_WHAT TO WORK ON_
a – Please reproduce the passage from the Northern Pass article starting with "Project developer Eversource" and going on through "mitigate its concerns.".
b – In the Northern Pass article, which organization is Jack Savage with?

_TEXT_
____________________

Project developer Eversource wanted the Site Evaluation Committee to vacate its February decision denying the application, reopen deliberations and consider conditions the utility said would mitigate its concerns.
Eversource said it is not giving up the fight for what they believe is a needed project.
“We intend to pursue all options for making this critical clean energy project a reality, along with the many economic and environmental benefits for New Hampshire and the region. This opportunity to significantly lower energy costs for customers should be given great weight,” said Eversource New Hampshire President Bill Quinlan. “Large infrastructure projects of this scale often face challenges during the siting process, and we will continue to work with all of the stakeholders to present a project that receives New Hampshire’s approval.”
But opponents of the project hailed the decision saying Eversource should abandon the proposal.
“Today the New Hampshire Site Evaluation Committee confirmed its decision to (deny) a certificate of Site and Authority to Northern Pass. In doing so, it dismissed complaints and found no merit in arguments by Eversource that they were somehow entitled to a permit despite the failings of their own application and witnesses,” said Jack Savage of the Society for the Protection of New Hampshire Forests, which opposed the project. “We stand ready to continue the fight to defend New Hampshire’s landscapes from Northern Pass at the New Hampshire Supreme Court should Eversource take its complaints there.”

____________________

_RECORDS SHOWN_
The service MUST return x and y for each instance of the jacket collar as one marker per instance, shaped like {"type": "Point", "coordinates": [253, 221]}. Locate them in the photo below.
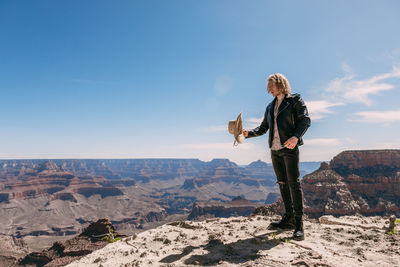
{"type": "Point", "coordinates": [285, 103]}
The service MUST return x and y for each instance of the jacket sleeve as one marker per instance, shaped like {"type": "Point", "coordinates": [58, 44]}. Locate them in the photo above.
{"type": "Point", "coordinates": [302, 117]}
{"type": "Point", "coordinates": [260, 130]}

____________________

_RESPONSES FOR EACH TASK_
a –
Project developer Eversource wanted the Site Evaluation Committee to vacate its February decision denying the application, reopen deliberations and consider conditions the utility said would mitigate its concerns.

b – The Society for the Protection of New Hampshire Forests.